What you will do »
A – Name each different animal that appears in the sample text of the regex question.
B – Summarize the regex question in two sentences.
C – Continue the regex question from the point where it stops.

3

I have a pattern of text that I would like to find and push to a new line. The pattern is ), followed by a space and a character. Like this -

text_orig =

text cat dog cat dog
),
text rabbit cat dog
), text coffee cat dog. #need to indent this line

where it would become

text_new =

text cat dog cat dog
),
text rabbit cat dog
), 
text coffee cat dog

I'm pretty close to a solution, but stuck on what approach to use. Currently, I'm using re.sub but I believe that removes the first letter of the text like so -

text_new =

text cat dog cat dog
),
text rabbit cat dog
), 
ext coffee cat dog # removes first letter
re.sub('\),\s\w','), \n',text_orig)

Part of a data file:
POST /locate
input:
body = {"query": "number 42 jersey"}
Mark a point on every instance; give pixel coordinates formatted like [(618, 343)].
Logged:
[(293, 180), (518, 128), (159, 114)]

==

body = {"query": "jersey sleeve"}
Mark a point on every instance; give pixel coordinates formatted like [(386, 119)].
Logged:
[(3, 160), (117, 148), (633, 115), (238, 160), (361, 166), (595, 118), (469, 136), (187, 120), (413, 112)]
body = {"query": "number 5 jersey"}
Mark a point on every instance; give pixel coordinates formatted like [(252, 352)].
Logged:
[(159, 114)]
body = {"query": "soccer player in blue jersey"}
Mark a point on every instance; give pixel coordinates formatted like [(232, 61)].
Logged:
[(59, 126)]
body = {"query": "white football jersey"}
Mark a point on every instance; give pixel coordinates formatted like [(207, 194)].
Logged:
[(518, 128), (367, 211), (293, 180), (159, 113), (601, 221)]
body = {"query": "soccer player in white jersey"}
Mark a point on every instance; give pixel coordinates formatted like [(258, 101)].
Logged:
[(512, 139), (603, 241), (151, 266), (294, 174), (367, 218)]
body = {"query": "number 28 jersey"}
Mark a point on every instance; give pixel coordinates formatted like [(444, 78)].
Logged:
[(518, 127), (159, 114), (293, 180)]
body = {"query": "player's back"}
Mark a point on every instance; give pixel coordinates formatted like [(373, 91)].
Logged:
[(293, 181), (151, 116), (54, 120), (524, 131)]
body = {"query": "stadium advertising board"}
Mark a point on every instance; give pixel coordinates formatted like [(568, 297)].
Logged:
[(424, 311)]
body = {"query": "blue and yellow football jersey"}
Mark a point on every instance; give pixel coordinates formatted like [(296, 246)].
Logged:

* * *

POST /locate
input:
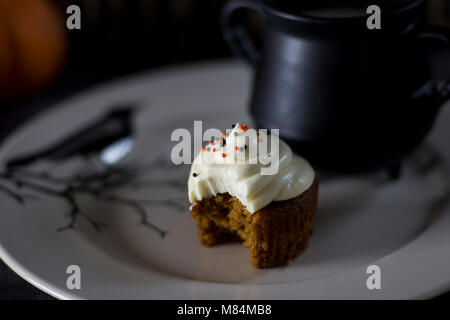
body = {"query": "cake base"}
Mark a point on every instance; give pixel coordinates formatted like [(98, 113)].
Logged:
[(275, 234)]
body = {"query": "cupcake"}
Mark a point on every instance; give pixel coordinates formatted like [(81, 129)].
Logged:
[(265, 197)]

Responses per task »
A – cat, dog, rabbit

B – The asker wants to find the pattern "), followed by a space and a character" and push the text after it onto a new line. They are using re.sub, but they believe it removes the first letter of the text, so "text coffee cat dog" becomes "ext coffee cat dog".

C –
Would I need search instead of sub? Help is very appreciated

paranormaldist
  • 489
  • 5
  • 16
  • 1
    You can try `re.sub(r'\),[^\S\n]*(?=\w)', '),\n', text_orig)` ([demo](https://regex101.com/r/tku3D9/1)) or, if it should be at the start of a line, `re.sub(r'^\),[^\S\n]*(?=\w)', '),\n', text_orig, flags=re.M)` – Wiktor Stribiżew Mar 25 '21 at 18:14
  • Indent is what you do when you add a tab. You actually seem to want to simply add a line break where you find that pattern. – Pranav Hosangadi Mar 25 '21 at 18:15
  • @PranavHosangadi ah yes then a line break where the pattern is found – paranormaldist Mar 25 '21 at 18:16
  • 1
    The term you're looking for (that Wiktor's example uses) is called "positive lookahead". https://stackoverflow.com/questions/47886809/python-regex-lookbehind-and-lookahead For example, the regex `ab(?=c)` will match strings that contain `"abc"`, but will not consume `"c"` as part of the match – Pranav Hosangadi Mar 25 '21 at 18:19

1 Answers1

3

You can use

re.sub(r'\),[^\S\n]*(?=\w)', '),\n', text_orig)

See the regex demo.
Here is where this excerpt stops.